SELECTION ->
*-*-*
Apache Cassandra - MacKittipat/note-developer GitHub Wiki

Intro

NoSQL distributed database
Wide column
Peer to peer architecture
- No single point of failure
Support Partition(Sharding) & Replication

Model

Keyspace = Container of Table. Similar to Database in RDMBS
Table = Table

Primary Key

The Primary Key. Must be unique.
The Partition Key is responsible for data distribution across nodes.
The Clustering Key is responsible for data sorting within the partition.
The Composite/Compound Key is a multiple-columns key

Example

PRIMARY KEY (a): The partition key is a.
PRIMARY KEY (a, b): The partition key is a, the clustering key is b.
PRIMARY KEY ((a, b)): The composite partition key is (a, b).
PRIMARY KEY (a, b, c): The partition key is a, the composite clustering key is (b, c).
*-*-*
JOBS ->
[A] According to the Cassandra notes, what is the Clustering Key responsible for?
[B] Rewrite the paragraph of the Cassandra notes that begins "The Primary Key. Must be unique." as a short bulleted list that keeps its main facts.
[C] Please extend the Cassandra notes, picking up after their final line.

(Data items)
*-*-*
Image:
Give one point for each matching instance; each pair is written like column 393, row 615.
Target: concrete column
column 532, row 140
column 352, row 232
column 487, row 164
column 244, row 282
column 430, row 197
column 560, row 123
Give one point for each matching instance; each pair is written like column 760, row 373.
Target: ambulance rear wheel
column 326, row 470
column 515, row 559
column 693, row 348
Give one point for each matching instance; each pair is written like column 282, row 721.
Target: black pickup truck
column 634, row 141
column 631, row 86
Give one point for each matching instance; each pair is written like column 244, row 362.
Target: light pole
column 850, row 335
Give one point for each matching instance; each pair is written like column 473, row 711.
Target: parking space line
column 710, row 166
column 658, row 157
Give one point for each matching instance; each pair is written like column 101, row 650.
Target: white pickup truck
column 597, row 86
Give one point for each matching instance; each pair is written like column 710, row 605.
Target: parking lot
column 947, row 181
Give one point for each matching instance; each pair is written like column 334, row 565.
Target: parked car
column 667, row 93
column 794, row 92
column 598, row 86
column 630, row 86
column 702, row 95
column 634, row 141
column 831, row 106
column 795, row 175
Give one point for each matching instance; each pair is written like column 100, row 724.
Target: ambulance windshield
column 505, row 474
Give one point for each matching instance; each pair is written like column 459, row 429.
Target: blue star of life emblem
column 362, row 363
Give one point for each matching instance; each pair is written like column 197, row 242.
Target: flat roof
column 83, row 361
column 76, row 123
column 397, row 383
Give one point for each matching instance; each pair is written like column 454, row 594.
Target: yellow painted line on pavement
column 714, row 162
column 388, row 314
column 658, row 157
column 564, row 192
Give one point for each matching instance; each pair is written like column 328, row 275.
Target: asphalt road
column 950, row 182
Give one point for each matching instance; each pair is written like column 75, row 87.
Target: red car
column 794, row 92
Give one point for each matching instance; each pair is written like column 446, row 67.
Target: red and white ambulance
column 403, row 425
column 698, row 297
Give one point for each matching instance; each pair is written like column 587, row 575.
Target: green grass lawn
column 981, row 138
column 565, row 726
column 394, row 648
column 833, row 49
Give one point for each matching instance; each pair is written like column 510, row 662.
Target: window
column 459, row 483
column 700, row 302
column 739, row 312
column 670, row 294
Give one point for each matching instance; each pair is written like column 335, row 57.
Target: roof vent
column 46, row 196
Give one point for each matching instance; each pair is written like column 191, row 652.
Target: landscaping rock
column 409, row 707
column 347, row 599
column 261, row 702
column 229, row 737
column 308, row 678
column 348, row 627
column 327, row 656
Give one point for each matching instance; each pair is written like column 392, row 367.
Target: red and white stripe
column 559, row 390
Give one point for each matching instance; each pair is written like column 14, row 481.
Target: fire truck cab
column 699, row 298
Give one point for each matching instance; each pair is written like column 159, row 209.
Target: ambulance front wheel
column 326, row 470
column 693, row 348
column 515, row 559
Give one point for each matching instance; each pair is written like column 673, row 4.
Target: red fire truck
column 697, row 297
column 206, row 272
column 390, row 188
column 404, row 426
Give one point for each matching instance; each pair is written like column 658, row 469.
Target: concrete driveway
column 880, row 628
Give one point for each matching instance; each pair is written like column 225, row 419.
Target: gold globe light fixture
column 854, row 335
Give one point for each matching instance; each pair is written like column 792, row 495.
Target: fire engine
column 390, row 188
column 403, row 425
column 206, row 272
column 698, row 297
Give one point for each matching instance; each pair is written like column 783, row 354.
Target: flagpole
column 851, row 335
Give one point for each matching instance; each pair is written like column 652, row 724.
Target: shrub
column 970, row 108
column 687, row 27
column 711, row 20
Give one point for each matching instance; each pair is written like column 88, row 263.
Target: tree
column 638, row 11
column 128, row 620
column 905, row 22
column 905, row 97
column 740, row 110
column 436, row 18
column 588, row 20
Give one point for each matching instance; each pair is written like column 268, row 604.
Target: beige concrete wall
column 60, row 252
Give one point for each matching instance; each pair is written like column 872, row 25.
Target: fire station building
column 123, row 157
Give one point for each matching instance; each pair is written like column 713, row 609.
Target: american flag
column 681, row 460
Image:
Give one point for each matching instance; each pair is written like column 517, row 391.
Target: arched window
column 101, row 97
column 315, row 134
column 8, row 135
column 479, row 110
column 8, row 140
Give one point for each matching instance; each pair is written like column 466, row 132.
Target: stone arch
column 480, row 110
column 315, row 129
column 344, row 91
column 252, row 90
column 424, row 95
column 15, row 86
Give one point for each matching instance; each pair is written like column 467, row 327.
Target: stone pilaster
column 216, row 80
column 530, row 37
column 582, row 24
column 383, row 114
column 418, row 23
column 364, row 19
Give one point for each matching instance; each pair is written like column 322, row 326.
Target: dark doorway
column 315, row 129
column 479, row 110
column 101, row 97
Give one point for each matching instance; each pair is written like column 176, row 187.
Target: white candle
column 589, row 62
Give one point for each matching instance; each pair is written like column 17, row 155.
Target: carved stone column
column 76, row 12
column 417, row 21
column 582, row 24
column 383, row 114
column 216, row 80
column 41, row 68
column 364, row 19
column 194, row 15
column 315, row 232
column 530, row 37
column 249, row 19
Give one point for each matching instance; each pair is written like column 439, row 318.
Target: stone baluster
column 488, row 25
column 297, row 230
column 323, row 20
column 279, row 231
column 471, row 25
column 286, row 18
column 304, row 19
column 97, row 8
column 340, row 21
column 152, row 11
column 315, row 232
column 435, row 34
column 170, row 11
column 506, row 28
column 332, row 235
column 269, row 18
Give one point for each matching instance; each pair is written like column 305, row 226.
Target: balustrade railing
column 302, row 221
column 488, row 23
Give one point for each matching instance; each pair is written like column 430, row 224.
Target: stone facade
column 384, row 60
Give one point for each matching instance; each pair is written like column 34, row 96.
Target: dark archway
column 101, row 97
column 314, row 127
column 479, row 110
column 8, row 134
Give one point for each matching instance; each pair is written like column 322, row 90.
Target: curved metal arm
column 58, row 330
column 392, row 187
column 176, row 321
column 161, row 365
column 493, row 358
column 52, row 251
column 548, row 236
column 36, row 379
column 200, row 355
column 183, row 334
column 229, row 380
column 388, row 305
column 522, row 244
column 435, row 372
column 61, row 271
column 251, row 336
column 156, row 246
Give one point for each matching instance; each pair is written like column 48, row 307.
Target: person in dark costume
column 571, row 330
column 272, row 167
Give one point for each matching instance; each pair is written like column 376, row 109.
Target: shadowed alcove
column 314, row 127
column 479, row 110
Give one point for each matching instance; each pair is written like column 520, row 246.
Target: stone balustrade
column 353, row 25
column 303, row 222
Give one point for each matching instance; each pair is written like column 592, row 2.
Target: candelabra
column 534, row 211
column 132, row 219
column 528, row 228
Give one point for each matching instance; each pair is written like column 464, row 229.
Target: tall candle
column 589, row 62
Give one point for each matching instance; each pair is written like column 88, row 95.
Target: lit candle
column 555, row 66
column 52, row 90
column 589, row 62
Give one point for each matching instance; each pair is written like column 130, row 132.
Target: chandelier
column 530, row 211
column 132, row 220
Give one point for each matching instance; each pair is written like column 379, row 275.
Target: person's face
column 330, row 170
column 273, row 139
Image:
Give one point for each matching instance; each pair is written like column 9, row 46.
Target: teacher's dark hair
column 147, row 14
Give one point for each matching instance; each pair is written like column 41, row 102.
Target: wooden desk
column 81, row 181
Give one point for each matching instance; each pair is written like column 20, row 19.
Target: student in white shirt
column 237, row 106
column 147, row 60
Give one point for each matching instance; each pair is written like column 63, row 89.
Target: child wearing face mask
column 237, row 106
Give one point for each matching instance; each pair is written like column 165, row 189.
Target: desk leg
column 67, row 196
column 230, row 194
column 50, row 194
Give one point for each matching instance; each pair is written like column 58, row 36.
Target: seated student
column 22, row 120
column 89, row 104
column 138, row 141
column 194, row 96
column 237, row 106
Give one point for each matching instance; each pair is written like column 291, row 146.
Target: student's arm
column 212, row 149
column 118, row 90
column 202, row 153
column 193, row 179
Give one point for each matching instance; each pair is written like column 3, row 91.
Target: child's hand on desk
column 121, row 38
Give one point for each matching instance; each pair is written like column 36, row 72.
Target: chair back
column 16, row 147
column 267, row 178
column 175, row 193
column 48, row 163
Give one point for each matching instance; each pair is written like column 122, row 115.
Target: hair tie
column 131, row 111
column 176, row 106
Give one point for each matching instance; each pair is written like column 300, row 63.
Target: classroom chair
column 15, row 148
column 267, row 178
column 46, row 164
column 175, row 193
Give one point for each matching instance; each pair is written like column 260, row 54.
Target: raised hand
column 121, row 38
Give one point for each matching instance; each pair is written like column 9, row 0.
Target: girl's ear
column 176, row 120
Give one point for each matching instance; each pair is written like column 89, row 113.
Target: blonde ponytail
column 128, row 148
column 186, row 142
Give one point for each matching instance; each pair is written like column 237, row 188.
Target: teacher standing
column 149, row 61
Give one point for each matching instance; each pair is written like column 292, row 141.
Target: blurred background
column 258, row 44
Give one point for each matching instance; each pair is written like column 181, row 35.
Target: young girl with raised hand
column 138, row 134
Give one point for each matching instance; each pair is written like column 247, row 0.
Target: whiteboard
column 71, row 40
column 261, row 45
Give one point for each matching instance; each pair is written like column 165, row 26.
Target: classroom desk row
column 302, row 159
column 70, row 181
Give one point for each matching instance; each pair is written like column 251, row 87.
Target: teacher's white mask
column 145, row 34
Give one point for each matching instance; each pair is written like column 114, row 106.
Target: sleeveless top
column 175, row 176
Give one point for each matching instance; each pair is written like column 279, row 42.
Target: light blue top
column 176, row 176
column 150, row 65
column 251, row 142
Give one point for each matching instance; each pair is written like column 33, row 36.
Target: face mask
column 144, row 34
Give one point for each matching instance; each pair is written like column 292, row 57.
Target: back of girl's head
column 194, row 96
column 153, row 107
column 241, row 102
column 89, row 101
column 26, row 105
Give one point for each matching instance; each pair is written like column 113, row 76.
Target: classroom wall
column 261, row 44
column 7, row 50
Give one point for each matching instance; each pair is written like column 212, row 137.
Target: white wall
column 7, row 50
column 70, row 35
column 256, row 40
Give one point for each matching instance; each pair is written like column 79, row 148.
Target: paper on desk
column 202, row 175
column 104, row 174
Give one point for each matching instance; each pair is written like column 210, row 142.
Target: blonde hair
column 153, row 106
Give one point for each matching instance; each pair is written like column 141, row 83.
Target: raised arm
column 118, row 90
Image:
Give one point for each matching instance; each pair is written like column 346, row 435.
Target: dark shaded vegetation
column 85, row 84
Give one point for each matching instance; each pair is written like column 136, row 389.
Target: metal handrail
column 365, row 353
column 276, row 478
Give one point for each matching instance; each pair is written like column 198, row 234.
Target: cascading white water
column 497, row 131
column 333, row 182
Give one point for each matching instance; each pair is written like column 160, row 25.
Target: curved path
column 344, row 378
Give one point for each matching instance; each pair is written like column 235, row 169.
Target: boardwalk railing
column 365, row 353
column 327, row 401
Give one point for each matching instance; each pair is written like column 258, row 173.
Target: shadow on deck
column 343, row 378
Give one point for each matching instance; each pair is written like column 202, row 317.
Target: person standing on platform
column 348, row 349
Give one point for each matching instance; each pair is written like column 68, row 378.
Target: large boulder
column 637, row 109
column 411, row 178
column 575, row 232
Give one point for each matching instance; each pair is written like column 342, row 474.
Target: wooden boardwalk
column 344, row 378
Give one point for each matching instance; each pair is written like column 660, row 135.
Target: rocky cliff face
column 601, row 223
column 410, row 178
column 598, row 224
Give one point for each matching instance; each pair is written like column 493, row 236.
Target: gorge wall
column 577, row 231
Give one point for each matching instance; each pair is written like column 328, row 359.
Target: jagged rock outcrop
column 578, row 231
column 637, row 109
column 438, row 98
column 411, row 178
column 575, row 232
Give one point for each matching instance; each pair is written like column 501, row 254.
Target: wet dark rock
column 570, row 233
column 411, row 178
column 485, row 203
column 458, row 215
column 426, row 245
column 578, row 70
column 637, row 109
*-*-*
SET OF ANSWERS ->
[A] Sorting data within the partition.

[B]
- Primary Key: must be unique.
- Partition Key: distributes data across nodes.
- Clustering Key: sorts data within the partition.
- Composite/Compound Key: a key made of multiple columns.

[C]
PRIMARY KEY ((a, b), c): The composite partition key is (a, b), the clustering key is c.
PRIMARY KEY ((a, b), c, d): The composite partition key is (a, b), the composite clustering key is (c, d).

Good for write intensive app

Example below has one partition key which is state name (TX) and one clustering key which is city name (Dallas, etc)

Write very fast. Cassandra uses log-structured merge trees for storing, which means all writes are done sequentially (the database is the append-only log), which results in lower write latency
Write to Memory (MemTable) and HDD (Commit Log). When MemTable full, Cassandra will flush to HDD (SSTable) then Commit log will be deleted.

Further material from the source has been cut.